Discount rate used to determine benefit obligation

     4.60 %     4.79 %     4.44 %     4.70 %     4.91 %     4.55 %

Discount rate used to determine net periodic benefit cost

     4.79       4.44       5.76       4.91       4.55       5.67  

Rate of increase in future compensation levels used to determine benefit obligation

     4.56       4.54       4.62                    

Rate of increase in future compensation levels used to determine net periodic benefit cost

     4.54       4.62       4.58                    

Expected long-term rate of return on assets

     7.75       8.00       8.00                    

The estimated average rate of return on plan assets is the expected future long-term rate of earnings on plan assets and is a forward-looking assumption that materially affects our pension cost. Establishing the expected future rate of investment return on our pension assets is a judgmental matter. We review the expected long-term rate of return on an annual basis and revise it as appropriate. Management considers the following factors in determining this assumption:

 

   

the duration of our pension plan liabilities, which drives the investment strategy we can employ with our pension plan assets;

 

   

the types of investment classes in which we invest our pension plan assets and the expected compound geometric return we can reasonably expect those investment classes to earn over time; and

 

   

the investment returns we can reasonably expect our investment management program to achieve in excess of the returns we could expect if investments were made strictly in indexed funds.

## [PROBLEM A]
Collect every line of the entries below that contains the word "wooden", and copy each one unchanged.

## [EXERCISE INPUT]
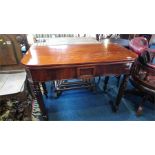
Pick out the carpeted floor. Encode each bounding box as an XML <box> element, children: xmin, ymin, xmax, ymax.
<box><xmin>33</xmin><ymin>77</ymin><xmax>155</xmax><ymax>121</ymax></box>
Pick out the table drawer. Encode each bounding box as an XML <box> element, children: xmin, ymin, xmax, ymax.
<box><xmin>77</xmin><ymin>66</ymin><xmax>96</xmax><ymax>78</ymax></box>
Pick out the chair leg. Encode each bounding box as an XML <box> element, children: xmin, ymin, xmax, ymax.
<box><xmin>136</xmin><ymin>95</ymin><xmax>148</xmax><ymax>116</ymax></box>
<box><xmin>103</xmin><ymin>76</ymin><xmax>109</xmax><ymax>92</ymax></box>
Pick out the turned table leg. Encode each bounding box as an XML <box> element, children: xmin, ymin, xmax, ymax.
<box><xmin>33</xmin><ymin>82</ymin><xmax>48</xmax><ymax>120</ymax></box>
<box><xmin>113</xmin><ymin>74</ymin><xmax>129</xmax><ymax>112</ymax></box>
<box><xmin>103</xmin><ymin>76</ymin><xmax>109</xmax><ymax>92</ymax></box>
<box><xmin>41</xmin><ymin>82</ymin><xmax>48</xmax><ymax>98</ymax></box>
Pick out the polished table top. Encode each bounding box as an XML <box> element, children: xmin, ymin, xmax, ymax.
<box><xmin>21</xmin><ymin>39</ymin><xmax>137</xmax><ymax>67</ymax></box>
<box><xmin>101</xmin><ymin>38</ymin><xmax>130</xmax><ymax>47</ymax></box>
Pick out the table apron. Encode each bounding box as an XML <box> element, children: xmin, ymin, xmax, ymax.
<box><xmin>29</xmin><ymin>62</ymin><xmax>132</xmax><ymax>81</ymax></box>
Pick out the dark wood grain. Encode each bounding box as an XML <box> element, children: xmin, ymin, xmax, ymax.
<box><xmin>21</xmin><ymin>43</ymin><xmax>137</xmax><ymax>118</ymax></box>
<box><xmin>21</xmin><ymin>44</ymin><xmax>137</xmax><ymax>67</ymax></box>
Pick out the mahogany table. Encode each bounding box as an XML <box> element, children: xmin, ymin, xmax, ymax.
<box><xmin>21</xmin><ymin>38</ymin><xmax>137</xmax><ymax>119</ymax></box>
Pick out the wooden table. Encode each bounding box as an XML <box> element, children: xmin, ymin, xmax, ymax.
<box><xmin>21</xmin><ymin>37</ymin><xmax>137</xmax><ymax>118</ymax></box>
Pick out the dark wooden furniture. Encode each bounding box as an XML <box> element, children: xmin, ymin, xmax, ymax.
<box><xmin>21</xmin><ymin>43</ymin><xmax>137</xmax><ymax>118</ymax></box>
<box><xmin>99</xmin><ymin>38</ymin><xmax>129</xmax><ymax>91</ymax></box>
<box><xmin>130</xmin><ymin>51</ymin><xmax>155</xmax><ymax>115</ymax></box>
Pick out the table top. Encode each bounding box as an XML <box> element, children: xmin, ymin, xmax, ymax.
<box><xmin>101</xmin><ymin>38</ymin><xmax>130</xmax><ymax>47</ymax></box>
<box><xmin>21</xmin><ymin>37</ymin><xmax>137</xmax><ymax>67</ymax></box>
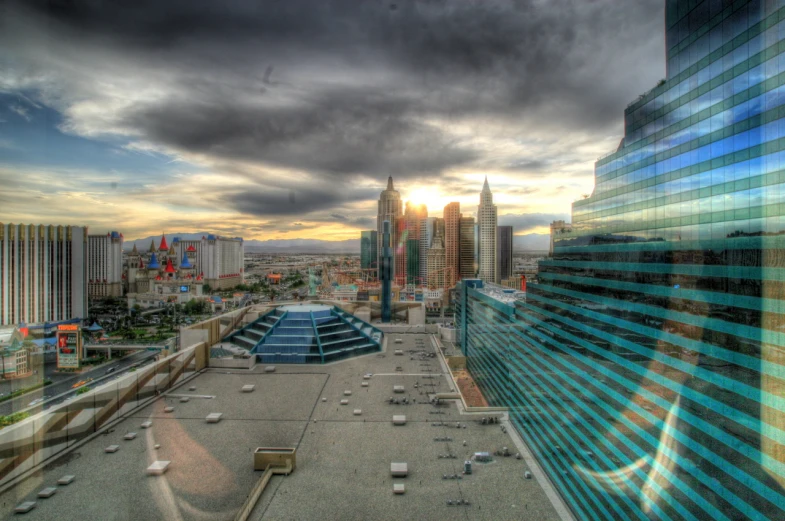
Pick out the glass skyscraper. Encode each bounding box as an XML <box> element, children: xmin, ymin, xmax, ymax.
<box><xmin>360</xmin><ymin>230</ymin><xmax>379</xmax><ymax>276</ymax></box>
<box><xmin>457</xmin><ymin>0</ymin><xmax>785</xmax><ymax>520</ymax></box>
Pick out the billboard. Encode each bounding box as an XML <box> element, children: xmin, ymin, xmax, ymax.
<box><xmin>56</xmin><ymin>324</ymin><xmax>82</xmax><ymax>369</ymax></box>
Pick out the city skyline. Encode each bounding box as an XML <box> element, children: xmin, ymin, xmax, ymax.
<box><xmin>0</xmin><ymin>0</ymin><xmax>664</xmax><ymax>240</ymax></box>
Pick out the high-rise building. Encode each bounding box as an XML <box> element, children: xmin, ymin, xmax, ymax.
<box><xmin>548</xmin><ymin>220</ymin><xmax>572</xmax><ymax>257</ymax></box>
<box><xmin>0</xmin><ymin>224</ymin><xmax>87</xmax><ymax>325</ymax></box>
<box><xmin>496</xmin><ymin>226</ymin><xmax>514</xmax><ymax>284</ymax></box>
<box><xmin>393</xmin><ymin>215</ymin><xmax>409</xmax><ymax>286</ymax></box>
<box><xmin>379</xmin><ymin>219</ymin><xmax>392</xmax><ymax>322</ymax></box>
<box><xmin>457</xmin><ymin>0</ymin><xmax>785</xmax><ymax>520</ymax></box>
<box><xmin>87</xmin><ymin>232</ymin><xmax>123</xmax><ymax>298</ymax></box>
<box><xmin>444</xmin><ymin>203</ymin><xmax>461</xmax><ymax>287</ymax></box>
<box><xmin>428</xmin><ymin>218</ymin><xmax>447</xmax><ymax>288</ymax></box>
<box><xmin>420</xmin><ymin>217</ymin><xmax>436</xmax><ymax>284</ymax></box>
<box><xmin>459</xmin><ymin>217</ymin><xmax>477</xmax><ymax>279</ymax></box>
<box><xmin>360</xmin><ymin>230</ymin><xmax>379</xmax><ymax>277</ymax></box>
<box><xmin>394</xmin><ymin>201</ymin><xmax>428</xmax><ymax>286</ymax></box>
<box><xmin>477</xmin><ymin>176</ymin><xmax>497</xmax><ymax>282</ymax></box>
<box><xmin>376</xmin><ymin>177</ymin><xmax>403</xmax><ymax>280</ymax></box>
<box><xmin>406</xmin><ymin>239</ymin><xmax>423</xmax><ymax>286</ymax></box>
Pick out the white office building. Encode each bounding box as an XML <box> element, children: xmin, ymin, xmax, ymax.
<box><xmin>0</xmin><ymin>223</ymin><xmax>88</xmax><ymax>325</ymax></box>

## [PROBLEM B]
From the pension assumptions text above, return the passage that begins at the words "the types of" and stops after the words "in indexed funds.", copied word for word.

## [COMPLETE OUTPUT A]
Pick out the wooden table. Encode each bounding box as an XML <box> element, children: xmin, ymin, xmax, ymax.
Pick out the dark wooden furniture. Encode each bounding box as an XML <box> element, children: xmin, ymin, xmax, ymax.

## [COMPLETE OUTPUT B]
the types of investment classes in which we invest our pension plan assets and the expected compound geometric return we can reasonably expect those investment classes to earn over time; and

 

   

the investment returns we can reasonably expect our investment management program to achieve in excess of the returns we could expect if investments were made strictly in indexed funds.